#### PAGE EXTRACT ####

Although SnO₂ has a lower theoretical capacity than the better-known SiO₂ (780 mA h g⁻¹, compared to 980 mA h g⁻¹), its volume expansion ratio is also lower (∼150%, compared to ∼260%).^22–31 However, since the volume change of SnO₂ is still large, it is necessary to suppress the volume change-induced degradation by combining with zero-strain materials such as TiO₂. Jean et al. fabricated high performance anodes for LIBs based on TiO₂@SnO₂@TiO₂ triple-shell nanotubes prepared by a hydrothermal growth method.²⁹ In addition, Wu et al. reported that in electrospun nanowires of SnO₂ mixed with TiO₂, the TiO₂ successfully reduced the degradation resulting from SnO₂ deformation.³⁰ However, a further improvement of electrical conductivity was still needed because of the increased resistance in an electrode containing a binder.

TiO₂ structures prepared by anodization allow the formation of a binder-free anode, providing highly active reaction sites for Li ions as a result of its nano- and micro-sized pores.^32–34 In particular, TiO₂ microcones, which have only been developed in recent years, are a quite promising material for anodes, having a conical shape as well as an internal hollow space on the micro scale.^34,35 In this study, binder-free SnO₂–TiO₂ microcones were prepared for use as an LIB anode material. The hollow-containing TiO₂ microcones were prepared by anodization, and subsequently, SnO₂ was decorated into the hollow spaces by an anodic potential shock.^36–39 The potential shock method is an economical and highly reproducible metal oxide decoration method on anodic TiO₂ structures.

#### STORED ROWS ####

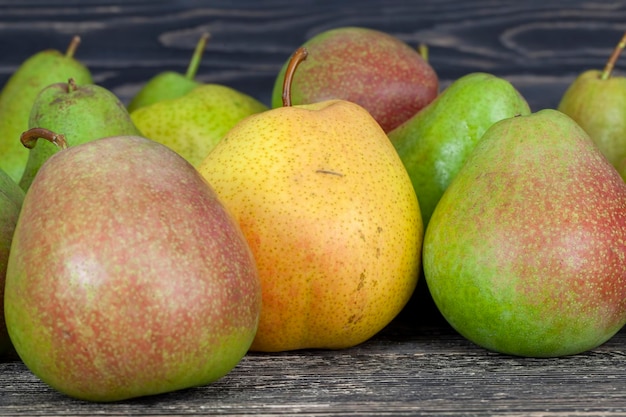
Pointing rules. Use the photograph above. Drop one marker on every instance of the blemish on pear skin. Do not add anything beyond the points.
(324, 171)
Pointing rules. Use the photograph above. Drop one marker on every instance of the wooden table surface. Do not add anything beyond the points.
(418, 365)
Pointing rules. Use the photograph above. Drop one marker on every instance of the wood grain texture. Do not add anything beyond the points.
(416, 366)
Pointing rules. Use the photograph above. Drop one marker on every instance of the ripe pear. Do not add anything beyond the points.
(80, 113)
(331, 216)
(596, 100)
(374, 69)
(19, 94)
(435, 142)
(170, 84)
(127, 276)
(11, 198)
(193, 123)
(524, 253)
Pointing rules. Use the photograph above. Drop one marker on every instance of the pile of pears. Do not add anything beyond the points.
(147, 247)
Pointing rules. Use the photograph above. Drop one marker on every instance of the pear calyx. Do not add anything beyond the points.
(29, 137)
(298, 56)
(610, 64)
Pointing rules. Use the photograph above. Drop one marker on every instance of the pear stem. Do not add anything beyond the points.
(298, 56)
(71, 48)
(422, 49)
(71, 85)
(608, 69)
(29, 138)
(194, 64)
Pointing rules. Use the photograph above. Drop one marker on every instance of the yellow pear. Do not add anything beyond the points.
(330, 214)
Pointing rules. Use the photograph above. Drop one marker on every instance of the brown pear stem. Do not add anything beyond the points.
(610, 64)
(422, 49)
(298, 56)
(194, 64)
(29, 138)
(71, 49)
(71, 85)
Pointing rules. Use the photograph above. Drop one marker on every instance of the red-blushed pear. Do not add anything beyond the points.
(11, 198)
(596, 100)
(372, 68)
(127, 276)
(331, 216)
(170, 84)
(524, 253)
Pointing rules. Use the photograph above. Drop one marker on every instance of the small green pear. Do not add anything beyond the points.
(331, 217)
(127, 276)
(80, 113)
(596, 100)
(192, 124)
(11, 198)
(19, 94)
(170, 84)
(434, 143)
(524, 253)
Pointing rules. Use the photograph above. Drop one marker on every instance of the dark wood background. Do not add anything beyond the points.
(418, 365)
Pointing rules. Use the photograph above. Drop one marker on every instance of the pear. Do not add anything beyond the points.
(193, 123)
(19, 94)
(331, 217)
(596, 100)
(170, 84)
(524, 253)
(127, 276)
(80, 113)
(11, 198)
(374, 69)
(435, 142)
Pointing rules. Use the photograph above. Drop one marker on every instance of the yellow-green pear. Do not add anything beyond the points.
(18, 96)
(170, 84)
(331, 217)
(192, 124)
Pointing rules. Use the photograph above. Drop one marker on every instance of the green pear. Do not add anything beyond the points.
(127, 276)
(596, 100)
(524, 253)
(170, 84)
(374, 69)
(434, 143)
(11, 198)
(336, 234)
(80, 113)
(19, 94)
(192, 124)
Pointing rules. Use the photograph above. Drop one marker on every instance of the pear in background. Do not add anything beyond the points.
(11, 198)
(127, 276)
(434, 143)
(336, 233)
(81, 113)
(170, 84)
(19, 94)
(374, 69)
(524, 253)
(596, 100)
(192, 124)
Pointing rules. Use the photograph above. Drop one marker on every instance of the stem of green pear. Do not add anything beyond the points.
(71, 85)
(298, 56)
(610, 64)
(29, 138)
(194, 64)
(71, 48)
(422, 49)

####

REQUIRED WORK — From the passage on SnO₂–TiO₂ microcone anodes, list every numerical value that appears with a unit or a percent sign.

RIGHT ANSWER —
780 mA h g⁻¹
980 mA h g⁻¹
∼150%
∼260%